#### [WHAT THE TASK REQUIRES]
What you return should match every entry, character for character.

=-=-=

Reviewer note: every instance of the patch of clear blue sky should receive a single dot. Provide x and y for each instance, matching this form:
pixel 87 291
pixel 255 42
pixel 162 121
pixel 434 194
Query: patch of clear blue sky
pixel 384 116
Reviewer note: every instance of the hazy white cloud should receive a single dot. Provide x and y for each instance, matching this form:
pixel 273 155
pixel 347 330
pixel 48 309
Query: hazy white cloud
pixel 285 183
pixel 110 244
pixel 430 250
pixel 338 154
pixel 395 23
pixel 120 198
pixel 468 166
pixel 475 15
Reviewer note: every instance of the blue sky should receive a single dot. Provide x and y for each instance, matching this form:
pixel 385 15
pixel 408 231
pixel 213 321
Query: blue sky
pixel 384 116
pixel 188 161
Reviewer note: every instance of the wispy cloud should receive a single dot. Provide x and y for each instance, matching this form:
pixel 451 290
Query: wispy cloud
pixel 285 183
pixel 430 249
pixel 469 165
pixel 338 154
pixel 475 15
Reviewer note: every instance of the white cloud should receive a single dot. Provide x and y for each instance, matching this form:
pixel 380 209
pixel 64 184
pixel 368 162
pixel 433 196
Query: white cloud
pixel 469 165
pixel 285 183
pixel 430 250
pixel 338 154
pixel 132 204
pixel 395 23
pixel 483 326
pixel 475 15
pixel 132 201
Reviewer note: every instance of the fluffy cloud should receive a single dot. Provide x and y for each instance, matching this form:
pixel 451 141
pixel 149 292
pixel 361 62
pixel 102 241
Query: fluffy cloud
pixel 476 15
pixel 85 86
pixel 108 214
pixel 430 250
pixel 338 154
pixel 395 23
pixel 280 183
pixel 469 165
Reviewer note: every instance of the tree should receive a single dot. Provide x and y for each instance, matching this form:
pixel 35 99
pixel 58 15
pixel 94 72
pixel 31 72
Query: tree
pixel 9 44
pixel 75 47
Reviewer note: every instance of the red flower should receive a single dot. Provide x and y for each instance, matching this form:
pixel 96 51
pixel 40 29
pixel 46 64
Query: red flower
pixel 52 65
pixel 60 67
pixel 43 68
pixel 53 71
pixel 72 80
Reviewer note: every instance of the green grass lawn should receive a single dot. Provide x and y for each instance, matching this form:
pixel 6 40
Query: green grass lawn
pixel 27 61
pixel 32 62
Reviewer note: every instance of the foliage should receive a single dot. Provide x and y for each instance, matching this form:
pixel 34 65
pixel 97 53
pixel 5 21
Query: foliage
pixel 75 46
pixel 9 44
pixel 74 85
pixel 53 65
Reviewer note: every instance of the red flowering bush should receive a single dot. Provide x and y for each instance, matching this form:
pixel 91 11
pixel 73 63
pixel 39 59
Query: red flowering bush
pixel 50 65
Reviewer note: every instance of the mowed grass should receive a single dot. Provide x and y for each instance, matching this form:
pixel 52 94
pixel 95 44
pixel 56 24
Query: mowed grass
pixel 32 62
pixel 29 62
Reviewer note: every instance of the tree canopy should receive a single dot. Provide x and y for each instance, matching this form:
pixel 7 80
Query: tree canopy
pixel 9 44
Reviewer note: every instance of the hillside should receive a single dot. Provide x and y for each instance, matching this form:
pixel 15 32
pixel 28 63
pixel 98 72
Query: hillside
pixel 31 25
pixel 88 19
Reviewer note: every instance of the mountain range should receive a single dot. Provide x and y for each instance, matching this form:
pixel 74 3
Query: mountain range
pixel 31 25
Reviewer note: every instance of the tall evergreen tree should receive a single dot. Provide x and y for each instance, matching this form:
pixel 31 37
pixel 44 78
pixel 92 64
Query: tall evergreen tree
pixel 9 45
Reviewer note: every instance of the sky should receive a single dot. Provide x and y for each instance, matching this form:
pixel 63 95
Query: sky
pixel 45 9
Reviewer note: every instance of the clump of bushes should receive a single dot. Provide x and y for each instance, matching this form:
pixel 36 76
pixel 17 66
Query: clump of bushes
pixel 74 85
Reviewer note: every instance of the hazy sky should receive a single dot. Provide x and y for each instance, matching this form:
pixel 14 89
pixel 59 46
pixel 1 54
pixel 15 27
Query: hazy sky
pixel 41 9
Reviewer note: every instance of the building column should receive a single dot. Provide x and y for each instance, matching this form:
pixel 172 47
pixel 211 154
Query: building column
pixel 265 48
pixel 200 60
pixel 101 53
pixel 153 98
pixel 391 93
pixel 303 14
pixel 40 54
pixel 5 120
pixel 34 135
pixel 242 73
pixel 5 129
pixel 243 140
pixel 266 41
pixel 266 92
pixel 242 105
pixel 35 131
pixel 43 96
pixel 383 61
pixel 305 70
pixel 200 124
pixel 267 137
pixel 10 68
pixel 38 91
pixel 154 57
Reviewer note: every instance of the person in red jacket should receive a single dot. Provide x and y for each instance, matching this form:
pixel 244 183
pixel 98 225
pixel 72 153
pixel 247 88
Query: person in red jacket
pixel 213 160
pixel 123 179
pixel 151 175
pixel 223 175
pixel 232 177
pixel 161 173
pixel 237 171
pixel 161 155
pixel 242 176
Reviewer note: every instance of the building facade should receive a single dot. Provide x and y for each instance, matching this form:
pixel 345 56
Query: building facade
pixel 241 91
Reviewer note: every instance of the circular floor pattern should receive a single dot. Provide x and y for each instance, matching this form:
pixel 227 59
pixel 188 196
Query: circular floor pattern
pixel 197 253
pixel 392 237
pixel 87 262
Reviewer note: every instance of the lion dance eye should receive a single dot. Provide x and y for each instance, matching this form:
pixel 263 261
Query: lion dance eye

=-=-=

#### [YOUR SOLUTION]
Reviewer note: every instance of the patch of clear blue sky should receive a single dot. Provide x and y for each instance, matching this form:
pixel 87 291
pixel 255 42
pixel 162 121
pixel 434 194
Query: patch of clear blue sky
pixel 384 116
Reviewer note: every instance of the hazy white cloud should receive a single dot. Provide x and y for each instance, matching this form:
pixel 273 155
pixel 347 330
pixel 48 309
Query: hazy white cloud
pixel 285 183
pixel 110 244
pixel 430 250
pixel 338 154
pixel 395 23
pixel 120 198
pixel 468 166
pixel 475 15
Reviewer note: every instance of the blue sky should receive a single dot. Provide x and y for each instance, matching this form:
pixel 385 15
pixel 408 231
pixel 213 321
Query: blue sky
pixel 384 116
pixel 188 161
Reviewer note: every instance of the wispy cloud should receive a single dot. Provide x and y for each instance, matching this form:
pixel 451 290
Query: wispy cloud
pixel 285 183
pixel 430 249
pixel 469 165
pixel 338 154
pixel 475 15
Reviewer note: every instance of the white cloud should receive a single dot. Provide x and y for each instance, matching this form:
pixel 380 209
pixel 64 184
pixel 368 162
pixel 433 196
Query: white cloud
pixel 469 165
pixel 285 183
pixel 430 250
pixel 338 154
pixel 132 204
pixel 395 23
pixel 483 326
pixel 475 15
pixel 132 201
Reviewer note: every instance of the fluffy cloud should receive a single dot. Provide x and y for each instance, matching this form:
pixel 451 141
pixel 149 292
pixel 361 62
pixel 102 241
Query: fluffy cloud
pixel 476 15
pixel 85 86
pixel 108 214
pixel 430 250
pixel 338 154
pixel 395 23
pixel 280 183
pixel 469 165
Reviewer note: every instance of the tree should receive a single dot. Provide x and y for each instance, matching this form:
pixel 35 99
pixel 58 15
pixel 94 72
pixel 31 72
Query: tree
pixel 9 44
pixel 75 47
Reviewer note: every instance of the red flower should receive a single dot. Provide x and y for each instance, matching this form:
pixel 96 51
pixel 40 29
pixel 46 64
Query: red flower
pixel 52 65
pixel 60 67
pixel 43 68
pixel 53 71
pixel 72 80
Reviewer note: every instance of the green grass lawn should receive a single dot. Provide x and y for each instance, matching this form:
pixel 6 40
Query: green grass lawn
pixel 27 61
pixel 32 62
Reviewer note: every instance of the foliage should receive a single dot. Provide x and y for each instance, matching this form:
pixel 34 65
pixel 97 53
pixel 5 21
Query: foliage
pixel 75 46
pixel 9 44
pixel 74 85
pixel 53 65
Reviewer note: every instance of the red flowering bush should receive a single dot. Provide x and y for each instance, matching this form:
pixel 91 11
pixel 73 63
pixel 39 59
Query: red flowering bush
pixel 50 65
Reviewer note: every instance of the mowed grass should receive a single dot. Provide x and y for each instance, matching this form:
pixel 52 94
pixel 95 44
pixel 56 24
Query: mowed grass
pixel 32 62
pixel 29 62
Reviewer note: every instance of the tree canopy should receive a single dot. Provide x and y for each instance, matching this form:
pixel 7 80
Query: tree canopy
pixel 9 44
Reviewer note: every instance of the hillside should receive a single dot. Provide x and y for each instance, matching this form:
pixel 15 32
pixel 28 63
pixel 98 72
Query: hillside
pixel 31 25
pixel 88 19
Reviewer note: every instance of the mountain range should receive a single dot. Provide x and y for each instance, matching this form:
pixel 74 3
Query: mountain range
pixel 31 25
Reviewer note: every instance of the tall evergreen tree should receive a single dot. Provide x and y for each instance, matching this form:
pixel 31 37
pixel 44 78
pixel 92 64
Query: tall evergreen tree
pixel 9 45
Reviewer note: every instance of the sky should receive a single dot. Provide x and y for each instance, matching this form:
pixel 63 95
Query: sky
pixel 45 9
Reviewer note: every instance of the clump of bushes should receive a single dot. Provide x and y for each instance, matching this form:
pixel 36 76
pixel 17 66
Query: clump of bushes
pixel 74 85
Reviewer note: every instance of the hazy sky should receive a single dot. Provide x and y for each instance, matching this form:
pixel 14 89
pixel 59 46
pixel 1 54
pixel 15 27
Query: hazy sky
pixel 41 9
Reviewer note: every instance of the building column should receive a single dot. Provide x and y for each instance, matching this form:
pixel 172 47
pixel 211 154
Query: building column
pixel 265 48
pixel 200 60
pixel 101 53
pixel 153 98
pixel 391 93
pixel 303 14
pixel 40 54
pixel 5 120
pixel 34 135
pixel 242 73
pixel 5 129
pixel 243 140
pixel 266 41
pixel 266 92
pixel 242 105
pixel 35 131
pixel 43 96
pixel 383 61
pixel 305 70
pixel 200 124
pixel 267 137
pixel 10 68
pixel 38 91
pixel 154 57
Reviewer note: every instance of the person in red jacket should receive a single dot. Provide x and y for each instance, matching this form:
pixel 244 183
pixel 98 225
pixel 72 153
pixel 247 88
Query: person in red jacket
pixel 213 160
pixel 123 179
pixel 151 175
pixel 223 175
pixel 232 177
pixel 161 173
pixel 237 171
pixel 161 155
pixel 242 176
Reviewer note: every instance of the building facade should receive a single dot. Provide x and y for each instance, matching this form:
pixel 345 56
Query: building facade
pixel 241 91
Reviewer note: every instance of the circular floor pattern should receive a single dot. Provide x and y for each instance, matching this form:
pixel 227 59
pixel 188 196
Query: circular floor pattern
pixel 197 253
pixel 392 237
pixel 87 262
Reviewer note: every instance of the lion dance eye should receive a single dot. Provide x and y for each instance, matching this form:
pixel 263 261
Query: lion dance eye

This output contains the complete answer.